-- Short problem --
Rewrite the entries below with every "dropping" changed to "placing" and nothing else altered.

-- Supplied data --
● ● ● ● ● ● ●
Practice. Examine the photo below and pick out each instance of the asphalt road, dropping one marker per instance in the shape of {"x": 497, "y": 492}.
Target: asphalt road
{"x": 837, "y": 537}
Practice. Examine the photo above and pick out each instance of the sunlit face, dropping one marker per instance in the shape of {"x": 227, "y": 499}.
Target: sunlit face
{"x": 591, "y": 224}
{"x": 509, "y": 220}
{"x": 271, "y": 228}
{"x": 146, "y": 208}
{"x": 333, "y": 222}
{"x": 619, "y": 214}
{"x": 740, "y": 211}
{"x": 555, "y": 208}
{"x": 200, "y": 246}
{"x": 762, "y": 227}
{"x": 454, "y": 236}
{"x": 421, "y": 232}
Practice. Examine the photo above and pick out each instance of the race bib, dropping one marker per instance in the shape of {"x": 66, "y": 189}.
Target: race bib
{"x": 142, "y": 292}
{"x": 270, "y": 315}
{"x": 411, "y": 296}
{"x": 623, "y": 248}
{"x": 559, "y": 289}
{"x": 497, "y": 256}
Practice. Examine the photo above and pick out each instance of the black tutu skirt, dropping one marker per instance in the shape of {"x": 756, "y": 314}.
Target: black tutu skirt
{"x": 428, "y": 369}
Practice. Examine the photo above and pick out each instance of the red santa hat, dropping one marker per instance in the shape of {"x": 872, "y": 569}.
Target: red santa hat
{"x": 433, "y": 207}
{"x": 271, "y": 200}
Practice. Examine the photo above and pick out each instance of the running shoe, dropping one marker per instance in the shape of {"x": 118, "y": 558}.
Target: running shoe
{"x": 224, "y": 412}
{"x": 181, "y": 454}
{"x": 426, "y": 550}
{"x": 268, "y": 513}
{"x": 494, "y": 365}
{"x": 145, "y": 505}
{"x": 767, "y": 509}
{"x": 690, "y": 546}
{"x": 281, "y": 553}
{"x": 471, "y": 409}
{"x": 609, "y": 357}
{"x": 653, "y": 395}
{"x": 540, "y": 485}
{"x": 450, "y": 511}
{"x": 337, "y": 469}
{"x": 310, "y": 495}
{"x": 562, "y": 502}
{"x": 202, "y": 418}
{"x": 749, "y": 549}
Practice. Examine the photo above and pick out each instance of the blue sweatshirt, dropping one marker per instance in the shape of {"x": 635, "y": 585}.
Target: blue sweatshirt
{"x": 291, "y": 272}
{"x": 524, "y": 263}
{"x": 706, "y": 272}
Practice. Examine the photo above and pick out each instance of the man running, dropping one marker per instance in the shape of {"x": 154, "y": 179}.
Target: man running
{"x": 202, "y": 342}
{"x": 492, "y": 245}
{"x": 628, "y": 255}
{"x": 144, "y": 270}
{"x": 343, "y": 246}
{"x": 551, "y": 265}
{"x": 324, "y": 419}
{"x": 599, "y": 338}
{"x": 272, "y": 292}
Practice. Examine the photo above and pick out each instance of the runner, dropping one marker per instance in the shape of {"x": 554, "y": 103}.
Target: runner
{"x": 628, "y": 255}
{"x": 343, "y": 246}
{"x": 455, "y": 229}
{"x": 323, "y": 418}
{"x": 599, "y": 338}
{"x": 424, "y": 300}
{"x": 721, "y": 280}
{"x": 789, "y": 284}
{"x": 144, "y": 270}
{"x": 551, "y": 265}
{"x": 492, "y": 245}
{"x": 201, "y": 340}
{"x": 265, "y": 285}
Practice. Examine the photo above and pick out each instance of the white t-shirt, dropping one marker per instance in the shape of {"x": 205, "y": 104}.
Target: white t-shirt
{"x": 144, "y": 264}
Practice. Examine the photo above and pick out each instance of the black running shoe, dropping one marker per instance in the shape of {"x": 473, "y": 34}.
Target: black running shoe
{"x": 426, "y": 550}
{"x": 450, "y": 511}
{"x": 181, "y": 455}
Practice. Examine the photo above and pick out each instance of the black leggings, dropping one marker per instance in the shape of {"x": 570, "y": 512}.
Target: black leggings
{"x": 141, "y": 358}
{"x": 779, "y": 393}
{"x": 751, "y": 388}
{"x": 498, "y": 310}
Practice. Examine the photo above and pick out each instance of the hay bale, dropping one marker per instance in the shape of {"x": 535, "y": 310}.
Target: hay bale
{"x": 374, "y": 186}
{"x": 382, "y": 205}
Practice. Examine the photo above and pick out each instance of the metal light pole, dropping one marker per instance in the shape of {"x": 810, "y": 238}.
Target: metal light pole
● ● ● ● ● ● ●
-- The result --
Practice. Examine the photo below and pick out each instance of the asphalt road, placing one marker per instance in the shape of {"x": 497, "y": 492}.
Target: asphalt road
{"x": 837, "y": 537}
Practice. Examine the photo above and pick out each instance of the sunlit face, placing one marker per instance in the shape of {"x": 227, "y": 499}.
Target: sunlit face
{"x": 591, "y": 224}
{"x": 509, "y": 220}
{"x": 271, "y": 228}
{"x": 146, "y": 208}
{"x": 333, "y": 222}
{"x": 619, "y": 214}
{"x": 740, "y": 211}
{"x": 555, "y": 208}
{"x": 200, "y": 246}
{"x": 762, "y": 227}
{"x": 454, "y": 236}
{"x": 421, "y": 232}
Practice. Examine the photo above and pick out each instance of the race bib, placing one marker per instance in the shape of {"x": 66, "y": 189}.
Target: race bib
{"x": 142, "y": 292}
{"x": 270, "y": 315}
{"x": 411, "y": 296}
{"x": 623, "y": 248}
{"x": 559, "y": 289}
{"x": 497, "y": 256}
Practice. Examine the photo above and pick out each instance of the black tutu skirt, placing one marker per instance in the shape of {"x": 756, "y": 314}.
Target: black tutu skirt
{"x": 428, "y": 369}
Practice. Examine the photo above and pick out each instance of the red santa hat, placing one marker per instance in the shape of {"x": 872, "y": 569}.
Target: red santa hat
{"x": 433, "y": 207}
{"x": 271, "y": 200}
Practice. Examine the photo above and pick out each instance of the running shoe, placing one marker per instance in the shape of {"x": 118, "y": 558}.
Target: running shoe
{"x": 224, "y": 412}
{"x": 181, "y": 454}
{"x": 426, "y": 550}
{"x": 268, "y": 513}
{"x": 494, "y": 365}
{"x": 145, "y": 505}
{"x": 767, "y": 509}
{"x": 690, "y": 546}
{"x": 281, "y": 553}
{"x": 471, "y": 409}
{"x": 609, "y": 357}
{"x": 653, "y": 395}
{"x": 540, "y": 485}
{"x": 450, "y": 511}
{"x": 337, "y": 469}
{"x": 310, "y": 495}
{"x": 562, "y": 502}
{"x": 202, "y": 418}
{"x": 749, "y": 549}
Practice. Examine the photo above and pick out each instance of the blue sweatshirt, placing one marker per instance in the shape of {"x": 635, "y": 585}.
Target: blue sweatshirt
{"x": 291, "y": 272}
{"x": 524, "y": 263}
{"x": 706, "y": 272}
Practice. Examine the photo above and pick out each instance of the man running, placing one marker per instance in the shape of {"x": 154, "y": 179}.
Target: man running
{"x": 202, "y": 342}
{"x": 492, "y": 245}
{"x": 628, "y": 255}
{"x": 144, "y": 270}
{"x": 343, "y": 246}
{"x": 551, "y": 265}
{"x": 324, "y": 419}
{"x": 599, "y": 338}
{"x": 272, "y": 292}
Practice. Examine the photo above and pick out each instance of the runner, placing one marker per instance in the shape of {"x": 554, "y": 103}.
Target: runner
{"x": 628, "y": 255}
{"x": 343, "y": 246}
{"x": 455, "y": 229}
{"x": 323, "y": 418}
{"x": 599, "y": 338}
{"x": 424, "y": 300}
{"x": 721, "y": 280}
{"x": 789, "y": 284}
{"x": 144, "y": 270}
{"x": 551, "y": 265}
{"x": 492, "y": 245}
{"x": 201, "y": 340}
{"x": 265, "y": 285}
Practice. Examine the photo above and pick out each instance of the white t-shirt, placing one marker per instance in the shape of {"x": 205, "y": 104}.
Target: white t-shirt
{"x": 144, "y": 264}
Practice. Examine the photo above and pick out each instance of the black running shoe, placing one marker per instance in the shape of {"x": 473, "y": 34}.
Target: black running shoe
{"x": 426, "y": 550}
{"x": 450, "y": 511}
{"x": 181, "y": 455}
Practice. Examine the photo above and pick out each instance of the black leggings, placing one marker per instance in the shape of {"x": 570, "y": 512}.
Target: black leggings
{"x": 141, "y": 358}
{"x": 779, "y": 393}
{"x": 751, "y": 388}
{"x": 498, "y": 310}
Practice. Examine the photo above and pick out each instance of the hay bale, placing one marker per instance in the shape of {"x": 535, "y": 310}.
Target: hay bale
{"x": 374, "y": 186}
{"x": 382, "y": 205}
Practice. Examine the photo above and pick out each instance of the metal light pole, placing one marker per instance in the shape of {"x": 810, "y": 238}.
Target: metal light pole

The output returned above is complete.